Transcribe the material word for word, starting at the line that contains "One point marks each instance of the lips." and continuing through the end of the material, with both ends included.

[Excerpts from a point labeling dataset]
##############################
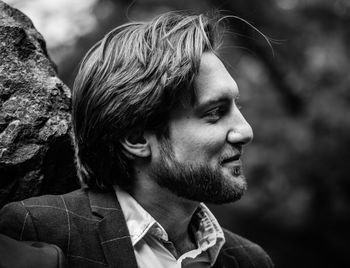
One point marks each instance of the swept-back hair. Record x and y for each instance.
(130, 80)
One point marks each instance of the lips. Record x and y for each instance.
(230, 159)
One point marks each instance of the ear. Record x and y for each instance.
(136, 145)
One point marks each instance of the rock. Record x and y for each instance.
(36, 155)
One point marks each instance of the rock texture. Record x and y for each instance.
(36, 155)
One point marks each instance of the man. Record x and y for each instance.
(157, 131)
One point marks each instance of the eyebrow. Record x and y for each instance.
(213, 101)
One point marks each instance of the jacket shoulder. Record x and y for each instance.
##############################
Solution to this problem:
One point marks each instance of the lips. Record x and y for each instance.
(230, 159)
One point marks each instance of the ear. Record x and y for each instance.
(136, 145)
One point marks each instance of the rock. Record x and y for each instance.
(36, 155)
One point marks each instance of the rock texture. Record x and y for each instance.
(36, 155)
One point marks each instance of the man. Record x and y for each instance.
(157, 131)
One point marks each instance of the eyebrow. Record x and y for each instance.
(213, 101)
One point marks each instance of the jacket shoulder. Record x and y for each instance.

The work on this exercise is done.